→ **GIVEN TASK**: Swap "life jacket" for "life vest" everywhere in the listing below, and reproduce the listing with no other changes.
[start MATERIAL PROVIDED]
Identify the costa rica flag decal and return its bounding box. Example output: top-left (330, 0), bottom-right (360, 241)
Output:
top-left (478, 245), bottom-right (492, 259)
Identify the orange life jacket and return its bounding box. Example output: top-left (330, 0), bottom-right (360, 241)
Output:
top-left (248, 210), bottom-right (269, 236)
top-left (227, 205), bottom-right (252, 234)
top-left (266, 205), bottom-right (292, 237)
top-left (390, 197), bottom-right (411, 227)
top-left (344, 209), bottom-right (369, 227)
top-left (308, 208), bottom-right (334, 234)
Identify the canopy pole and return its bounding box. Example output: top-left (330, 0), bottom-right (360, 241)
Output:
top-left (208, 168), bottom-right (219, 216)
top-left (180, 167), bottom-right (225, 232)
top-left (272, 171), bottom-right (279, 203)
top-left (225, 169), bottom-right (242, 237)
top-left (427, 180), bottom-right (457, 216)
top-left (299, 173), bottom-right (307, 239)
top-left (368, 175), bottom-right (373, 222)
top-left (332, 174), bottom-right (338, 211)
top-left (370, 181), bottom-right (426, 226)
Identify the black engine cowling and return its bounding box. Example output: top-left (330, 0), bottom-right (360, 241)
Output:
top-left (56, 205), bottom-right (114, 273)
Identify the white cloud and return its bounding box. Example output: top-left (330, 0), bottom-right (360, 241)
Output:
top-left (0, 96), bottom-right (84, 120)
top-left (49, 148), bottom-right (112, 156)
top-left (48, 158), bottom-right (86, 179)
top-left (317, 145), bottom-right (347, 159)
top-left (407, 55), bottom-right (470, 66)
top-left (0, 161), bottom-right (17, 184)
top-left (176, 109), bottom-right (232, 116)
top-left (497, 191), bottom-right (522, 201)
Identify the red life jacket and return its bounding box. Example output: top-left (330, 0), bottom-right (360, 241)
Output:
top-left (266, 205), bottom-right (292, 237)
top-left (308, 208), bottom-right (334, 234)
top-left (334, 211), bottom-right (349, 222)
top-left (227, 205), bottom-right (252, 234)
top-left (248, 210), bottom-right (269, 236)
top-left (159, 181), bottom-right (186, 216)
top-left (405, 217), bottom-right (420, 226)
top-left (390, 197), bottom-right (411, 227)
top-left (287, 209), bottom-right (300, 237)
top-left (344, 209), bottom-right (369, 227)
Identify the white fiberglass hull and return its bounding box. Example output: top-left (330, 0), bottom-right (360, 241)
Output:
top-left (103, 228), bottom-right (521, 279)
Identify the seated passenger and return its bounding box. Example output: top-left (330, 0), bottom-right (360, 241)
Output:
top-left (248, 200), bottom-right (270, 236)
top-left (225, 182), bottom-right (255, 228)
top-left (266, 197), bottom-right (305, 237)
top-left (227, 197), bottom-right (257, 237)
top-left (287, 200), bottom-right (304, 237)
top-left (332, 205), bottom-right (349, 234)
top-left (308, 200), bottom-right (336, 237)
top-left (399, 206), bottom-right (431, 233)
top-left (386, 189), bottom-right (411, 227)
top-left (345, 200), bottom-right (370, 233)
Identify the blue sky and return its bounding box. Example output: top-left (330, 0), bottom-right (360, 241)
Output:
[end MATERIAL PROVIDED]
→ **RESPONSE**:
Identify the costa rica flag decal and return its bounding box. Example output: top-left (330, 0), bottom-right (360, 241)
Output:
top-left (478, 245), bottom-right (492, 259)
Identify the orange life vest and return its bounding box. Example output: top-left (330, 0), bottom-right (360, 241)
Output:
top-left (248, 210), bottom-right (269, 236)
top-left (227, 205), bottom-right (252, 234)
top-left (266, 205), bottom-right (292, 237)
top-left (390, 197), bottom-right (411, 227)
top-left (344, 209), bottom-right (369, 227)
top-left (308, 208), bottom-right (334, 234)
Identify the canopy pole and return its bounding box. Example output: top-left (330, 0), bottom-right (360, 241)
Output:
top-left (208, 168), bottom-right (219, 216)
top-left (180, 167), bottom-right (225, 232)
top-left (272, 171), bottom-right (279, 203)
top-left (225, 169), bottom-right (242, 237)
top-left (427, 180), bottom-right (457, 216)
top-left (299, 173), bottom-right (307, 239)
top-left (368, 175), bottom-right (373, 222)
top-left (332, 174), bottom-right (338, 211)
top-left (370, 181), bottom-right (426, 226)
Identify the black engine cowling and return its bounding box. Example output: top-left (330, 0), bottom-right (360, 241)
Output:
top-left (56, 205), bottom-right (114, 273)
Identify the white cloud and return its bounding box. Example output: top-left (330, 0), bottom-right (360, 241)
Output:
top-left (0, 96), bottom-right (84, 120)
top-left (49, 148), bottom-right (112, 156)
top-left (48, 158), bottom-right (86, 179)
top-left (317, 145), bottom-right (347, 159)
top-left (407, 55), bottom-right (470, 66)
top-left (0, 161), bottom-right (17, 184)
top-left (176, 109), bottom-right (232, 116)
top-left (497, 191), bottom-right (522, 201)
Identify the red life vest and return its bounding box. Example output: top-left (330, 0), bottom-right (360, 241)
Output:
top-left (266, 205), bottom-right (292, 237)
top-left (308, 208), bottom-right (334, 234)
top-left (334, 211), bottom-right (349, 222)
top-left (227, 205), bottom-right (252, 234)
top-left (248, 210), bottom-right (269, 236)
top-left (159, 181), bottom-right (186, 216)
top-left (405, 217), bottom-right (420, 226)
top-left (390, 197), bottom-right (411, 227)
top-left (287, 209), bottom-right (300, 237)
top-left (344, 209), bottom-right (369, 227)
Identify the white fiberglass hull and return its bounding box. Example output: top-left (330, 0), bottom-right (360, 241)
Output:
top-left (103, 228), bottom-right (521, 279)
Identify the seated passenger and return its bounding box. Example output: top-left (330, 0), bottom-right (360, 241)
Output:
top-left (248, 200), bottom-right (270, 236)
top-left (225, 182), bottom-right (255, 228)
top-left (266, 197), bottom-right (305, 237)
top-left (227, 197), bottom-right (257, 237)
top-left (287, 200), bottom-right (304, 237)
top-left (332, 205), bottom-right (349, 234)
top-left (308, 200), bottom-right (336, 237)
top-left (399, 206), bottom-right (431, 233)
top-left (386, 189), bottom-right (411, 227)
top-left (345, 200), bottom-right (370, 233)
Identify the blue sky and return its bounding box. Example output: top-left (330, 0), bottom-right (360, 241)
Output:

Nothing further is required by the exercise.